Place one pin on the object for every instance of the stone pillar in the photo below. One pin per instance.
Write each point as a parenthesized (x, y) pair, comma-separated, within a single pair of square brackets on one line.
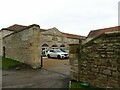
[(74, 58)]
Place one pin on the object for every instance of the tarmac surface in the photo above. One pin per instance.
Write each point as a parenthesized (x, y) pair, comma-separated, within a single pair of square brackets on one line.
[(54, 74)]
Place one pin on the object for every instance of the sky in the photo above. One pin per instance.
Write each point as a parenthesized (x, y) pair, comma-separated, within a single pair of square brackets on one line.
[(69, 16)]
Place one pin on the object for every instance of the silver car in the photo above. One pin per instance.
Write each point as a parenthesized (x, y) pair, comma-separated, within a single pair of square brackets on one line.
[(57, 53)]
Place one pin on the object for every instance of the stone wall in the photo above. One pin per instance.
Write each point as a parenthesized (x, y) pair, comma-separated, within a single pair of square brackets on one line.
[(99, 61), (24, 46), (53, 37), (2, 34)]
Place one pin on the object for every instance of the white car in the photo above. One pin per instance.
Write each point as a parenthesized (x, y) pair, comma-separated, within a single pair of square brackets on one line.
[(57, 53)]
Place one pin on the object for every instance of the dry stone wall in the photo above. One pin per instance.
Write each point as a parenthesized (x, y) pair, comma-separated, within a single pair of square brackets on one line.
[(99, 61), (24, 46)]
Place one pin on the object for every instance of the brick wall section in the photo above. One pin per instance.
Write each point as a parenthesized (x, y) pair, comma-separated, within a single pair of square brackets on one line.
[(99, 61), (24, 46), (74, 64)]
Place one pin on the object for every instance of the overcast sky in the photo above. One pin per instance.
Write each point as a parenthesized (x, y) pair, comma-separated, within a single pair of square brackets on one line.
[(69, 16)]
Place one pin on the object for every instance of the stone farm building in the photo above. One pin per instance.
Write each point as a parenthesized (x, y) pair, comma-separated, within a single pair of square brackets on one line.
[(25, 43)]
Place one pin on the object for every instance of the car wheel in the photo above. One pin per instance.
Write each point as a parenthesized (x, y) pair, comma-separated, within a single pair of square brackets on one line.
[(58, 56), (48, 56)]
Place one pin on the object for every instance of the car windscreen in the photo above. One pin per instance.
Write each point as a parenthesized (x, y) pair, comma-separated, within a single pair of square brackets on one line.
[(58, 50)]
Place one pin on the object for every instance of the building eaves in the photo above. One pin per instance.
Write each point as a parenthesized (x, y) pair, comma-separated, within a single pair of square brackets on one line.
[(27, 27), (95, 33)]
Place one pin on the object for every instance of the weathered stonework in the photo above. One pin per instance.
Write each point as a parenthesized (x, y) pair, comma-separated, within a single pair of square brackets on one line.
[(24, 46), (99, 61)]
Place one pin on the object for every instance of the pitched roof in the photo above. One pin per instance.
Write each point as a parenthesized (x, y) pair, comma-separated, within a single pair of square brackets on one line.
[(42, 30), (74, 36), (16, 27), (95, 33)]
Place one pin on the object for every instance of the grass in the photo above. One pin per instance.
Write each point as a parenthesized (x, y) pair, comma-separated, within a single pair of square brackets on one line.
[(7, 63), (77, 85)]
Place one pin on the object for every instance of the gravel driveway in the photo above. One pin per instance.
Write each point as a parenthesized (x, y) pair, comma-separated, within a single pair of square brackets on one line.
[(54, 74)]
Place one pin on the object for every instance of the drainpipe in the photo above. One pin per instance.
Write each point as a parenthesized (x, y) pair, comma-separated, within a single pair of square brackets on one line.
[(41, 61)]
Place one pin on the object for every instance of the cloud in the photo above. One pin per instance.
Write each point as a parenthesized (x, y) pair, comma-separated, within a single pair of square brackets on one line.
[(71, 16)]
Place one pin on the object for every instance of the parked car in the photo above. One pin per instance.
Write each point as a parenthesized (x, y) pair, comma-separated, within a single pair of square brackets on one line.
[(65, 50), (57, 53)]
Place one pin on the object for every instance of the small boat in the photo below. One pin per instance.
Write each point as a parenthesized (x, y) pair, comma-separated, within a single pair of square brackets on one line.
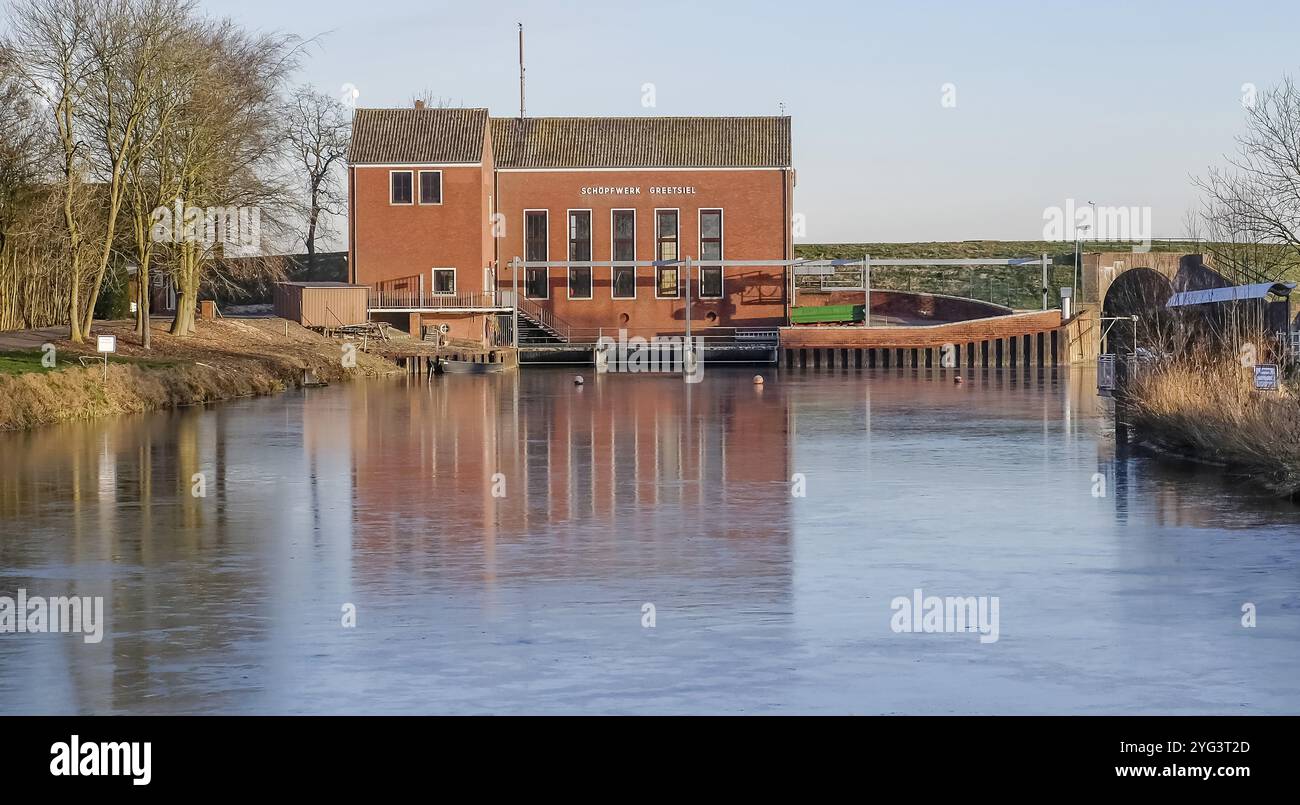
[(471, 367)]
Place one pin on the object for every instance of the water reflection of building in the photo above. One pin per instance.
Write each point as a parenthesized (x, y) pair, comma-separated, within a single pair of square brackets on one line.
[(614, 463)]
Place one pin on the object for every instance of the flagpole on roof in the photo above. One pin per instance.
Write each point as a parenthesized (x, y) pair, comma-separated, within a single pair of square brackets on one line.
[(520, 70)]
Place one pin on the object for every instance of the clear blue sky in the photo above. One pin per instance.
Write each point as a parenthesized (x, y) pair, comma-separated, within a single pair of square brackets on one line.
[(1117, 103)]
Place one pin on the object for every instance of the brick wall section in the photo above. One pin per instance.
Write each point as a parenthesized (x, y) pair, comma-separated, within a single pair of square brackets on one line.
[(754, 228), (908, 337), (909, 304), (393, 241)]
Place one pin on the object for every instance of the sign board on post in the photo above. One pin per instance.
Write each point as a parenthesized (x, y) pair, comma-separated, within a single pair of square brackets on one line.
[(104, 345), (1265, 377), (1105, 375)]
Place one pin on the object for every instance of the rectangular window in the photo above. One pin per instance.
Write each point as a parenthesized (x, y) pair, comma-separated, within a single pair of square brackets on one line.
[(534, 236), (624, 238), (580, 234), (534, 284), (624, 282), (666, 234), (399, 186), (443, 282), (710, 281), (580, 282), (666, 285), (430, 186), (625, 234), (710, 249)]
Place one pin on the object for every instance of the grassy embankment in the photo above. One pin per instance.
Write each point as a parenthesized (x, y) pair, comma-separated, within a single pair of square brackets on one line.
[(225, 359), (1208, 409)]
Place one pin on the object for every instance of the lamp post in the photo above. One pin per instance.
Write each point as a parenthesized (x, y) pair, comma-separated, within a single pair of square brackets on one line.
[(1078, 238)]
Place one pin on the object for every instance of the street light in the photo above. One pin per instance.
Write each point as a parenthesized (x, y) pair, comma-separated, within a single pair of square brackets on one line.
[(1078, 238)]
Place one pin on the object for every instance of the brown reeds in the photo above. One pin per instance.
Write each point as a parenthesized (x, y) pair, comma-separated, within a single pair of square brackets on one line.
[(1204, 405)]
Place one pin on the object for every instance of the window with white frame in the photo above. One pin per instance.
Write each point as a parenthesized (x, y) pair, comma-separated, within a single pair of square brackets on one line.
[(623, 225), (536, 250), (399, 186), (580, 282), (430, 186), (443, 282), (580, 234), (667, 285), (710, 249)]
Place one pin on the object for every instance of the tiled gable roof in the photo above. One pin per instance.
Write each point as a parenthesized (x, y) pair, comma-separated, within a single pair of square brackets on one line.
[(417, 135), (641, 142), (456, 135)]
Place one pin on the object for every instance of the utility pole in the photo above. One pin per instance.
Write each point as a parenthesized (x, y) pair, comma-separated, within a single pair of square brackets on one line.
[(866, 282), (514, 306), (1044, 281)]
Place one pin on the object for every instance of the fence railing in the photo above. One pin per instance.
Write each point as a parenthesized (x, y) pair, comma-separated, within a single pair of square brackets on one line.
[(762, 338), (414, 301)]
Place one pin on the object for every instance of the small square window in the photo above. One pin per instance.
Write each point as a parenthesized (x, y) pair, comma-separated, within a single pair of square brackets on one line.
[(430, 186), (624, 282), (443, 282), (580, 282), (710, 281), (536, 284), (667, 282), (399, 187)]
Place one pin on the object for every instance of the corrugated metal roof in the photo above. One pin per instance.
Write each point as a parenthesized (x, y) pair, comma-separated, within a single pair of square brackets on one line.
[(417, 135), (1234, 293), (641, 142)]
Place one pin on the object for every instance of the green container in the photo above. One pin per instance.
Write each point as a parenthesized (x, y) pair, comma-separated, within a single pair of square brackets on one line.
[(828, 314)]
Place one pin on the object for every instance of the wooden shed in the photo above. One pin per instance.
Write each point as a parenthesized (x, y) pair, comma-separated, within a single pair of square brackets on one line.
[(323, 304)]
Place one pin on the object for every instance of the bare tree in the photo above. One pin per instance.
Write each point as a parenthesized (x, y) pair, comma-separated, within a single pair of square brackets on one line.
[(48, 43), (1251, 211), (224, 145), (316, 131), (131, 48)]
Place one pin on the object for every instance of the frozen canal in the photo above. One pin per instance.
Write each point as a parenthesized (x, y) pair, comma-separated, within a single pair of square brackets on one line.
[(502, 536)]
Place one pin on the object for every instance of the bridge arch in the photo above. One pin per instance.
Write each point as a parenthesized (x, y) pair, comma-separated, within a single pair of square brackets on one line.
[(1138, 291)]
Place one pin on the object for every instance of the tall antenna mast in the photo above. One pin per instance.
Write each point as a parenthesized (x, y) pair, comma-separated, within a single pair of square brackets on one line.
[(520, 70)]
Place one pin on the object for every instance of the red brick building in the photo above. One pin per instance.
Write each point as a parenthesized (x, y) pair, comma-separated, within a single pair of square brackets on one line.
[(590, 216)]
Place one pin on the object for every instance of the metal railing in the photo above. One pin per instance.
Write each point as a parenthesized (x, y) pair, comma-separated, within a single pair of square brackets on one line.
[(544, 317), (414, 301), (762, 338)]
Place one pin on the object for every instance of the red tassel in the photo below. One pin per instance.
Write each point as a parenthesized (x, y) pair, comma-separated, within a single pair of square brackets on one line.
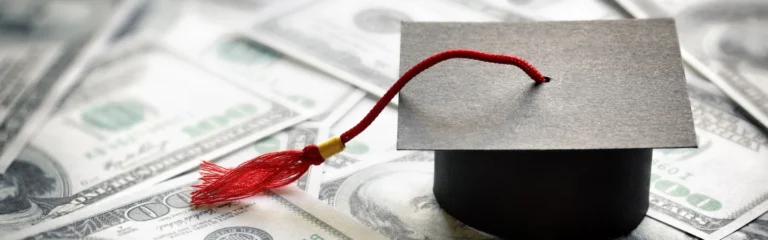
[(270, 170), (278, 169)]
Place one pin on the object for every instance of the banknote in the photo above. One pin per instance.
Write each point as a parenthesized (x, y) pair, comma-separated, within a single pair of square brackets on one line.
[(295, 137), (357, 41), (239, 56), (725, 41), (164, 212), (44, 46), (142, 115), (393, 195), (716, 189), (378, 139), (183, 25), (756, 230)]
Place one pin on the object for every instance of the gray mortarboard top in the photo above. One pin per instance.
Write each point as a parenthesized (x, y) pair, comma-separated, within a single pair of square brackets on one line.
[(566, 158)]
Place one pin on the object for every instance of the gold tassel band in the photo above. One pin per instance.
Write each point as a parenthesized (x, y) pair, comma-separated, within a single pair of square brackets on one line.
[(330, 147)]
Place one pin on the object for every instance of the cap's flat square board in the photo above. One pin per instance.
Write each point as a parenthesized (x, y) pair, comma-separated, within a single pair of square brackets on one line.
[(616, 84)]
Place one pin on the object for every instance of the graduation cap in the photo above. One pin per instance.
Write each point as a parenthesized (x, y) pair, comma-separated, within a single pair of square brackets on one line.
[(517, 158)]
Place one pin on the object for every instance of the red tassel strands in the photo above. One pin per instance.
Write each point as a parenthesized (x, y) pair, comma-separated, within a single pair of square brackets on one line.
[(278, 169)]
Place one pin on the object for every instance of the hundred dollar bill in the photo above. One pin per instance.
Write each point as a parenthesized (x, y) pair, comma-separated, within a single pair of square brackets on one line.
[(44, 46), (164, 212), (725, 41), (716, 189), (356, 41), (240, 57), (393, 195), (757, 230), (378, 139), (143, 115), (185, 26)]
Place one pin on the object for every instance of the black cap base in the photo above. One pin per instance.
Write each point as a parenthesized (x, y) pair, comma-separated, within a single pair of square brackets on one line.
[(574, 194)]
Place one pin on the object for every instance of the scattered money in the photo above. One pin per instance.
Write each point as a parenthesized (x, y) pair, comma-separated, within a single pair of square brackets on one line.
[(356, 41), (142, 116), (241, 57), (757, 229), (394, 197), (44, 47), (165, 213), (712, 191), (724, 40)]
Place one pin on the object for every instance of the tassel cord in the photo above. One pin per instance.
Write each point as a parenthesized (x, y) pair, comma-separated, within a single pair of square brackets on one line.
[(429, 62), (277, 169)]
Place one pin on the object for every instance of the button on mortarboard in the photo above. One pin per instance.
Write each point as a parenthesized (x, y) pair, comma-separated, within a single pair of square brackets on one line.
[(567, 158)]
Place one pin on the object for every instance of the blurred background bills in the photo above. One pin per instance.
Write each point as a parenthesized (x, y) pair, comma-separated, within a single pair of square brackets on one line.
[(107, 107)]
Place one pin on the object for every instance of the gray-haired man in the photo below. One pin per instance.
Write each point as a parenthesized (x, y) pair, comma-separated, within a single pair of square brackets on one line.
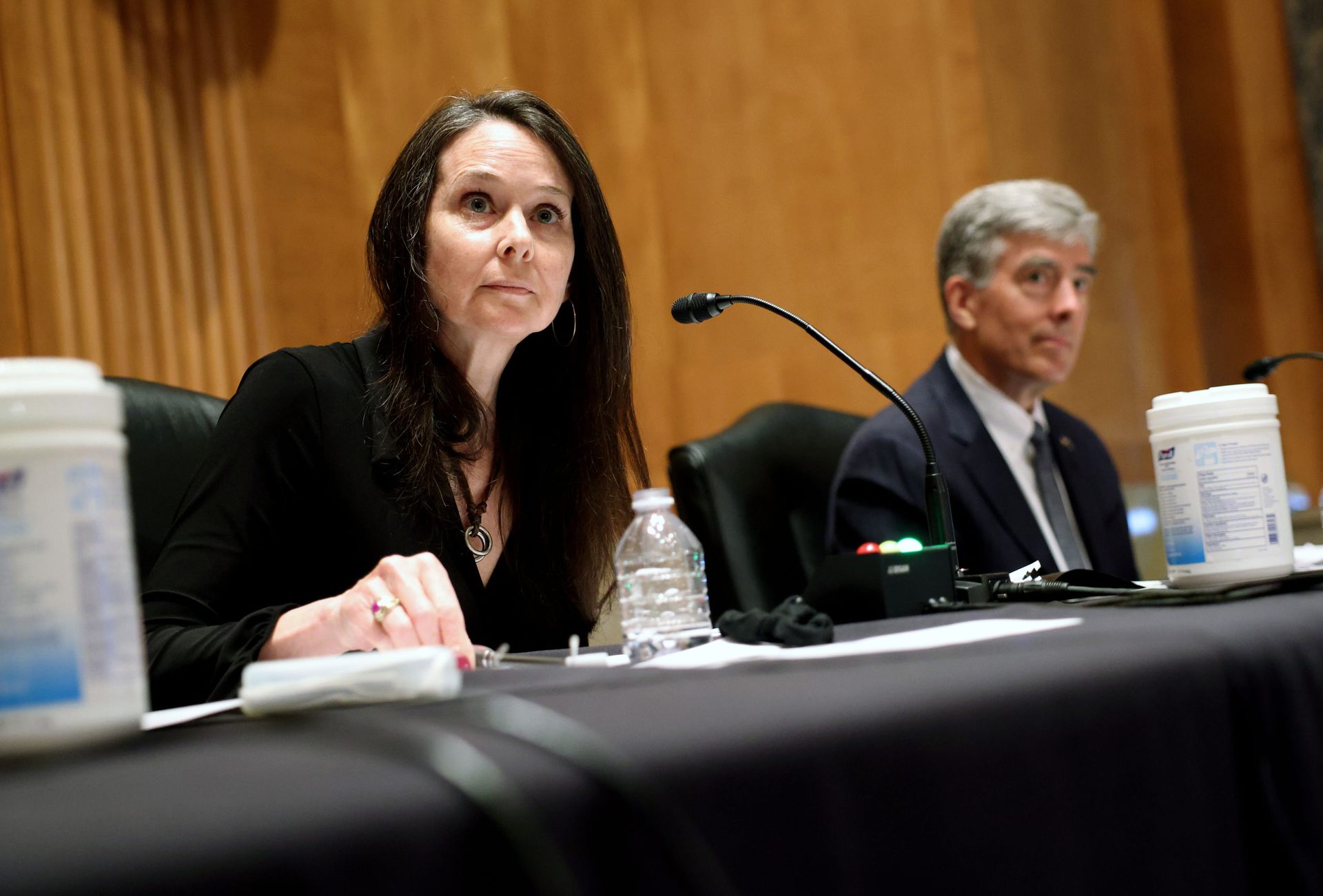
[(1028, 481)]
+ + + + + + +
● Short exercise: Starting at the row containing "instance of the sky" and running through the row containing "[(99, 61), (24, 46)]", switch every "pin" to "marker" and reproduce only those rows, leaving everything else unchanged.

● Full output:
Place one marker on the object for every instance of the sky in the photo above. One marker per instance.
Write each point as a parenthesized (x, y) pair, comma-separated, within a single pair of square brackets on one line.
[(69, 16)]
Place one marker on the object for every instance of the silver car in the photo above. One marker per instance.
Write each point as a parenthesized (x, y) pair, comma-separated, within a single pair of square brackets on one line.
[(57, 53)]
Place one marker on the object for every instance of the stone wall in the photo above. One marker per instance.
Write each point as a parenthesized (x, y) pair, comma-separated, within a single pair of square brackets on one line.
[(99, 61), (24, 46), (53, 37), (2, 34)]
Place one marker on the object for every instance of the white car in the photo above. One marker per instance.
Write each point as a parenthesized (x, y) pair, comma-separated, within a single pair of square brackets on one line.
[(57, 53)]
Place one marker on the object for every instance of the dry stone wall in the photo above. One marker per instance.
Write each point as a parenthesized (x, y) pair, comma-separated, within a single pair of square brackets on one line.
[(99, 61), (24, 46)]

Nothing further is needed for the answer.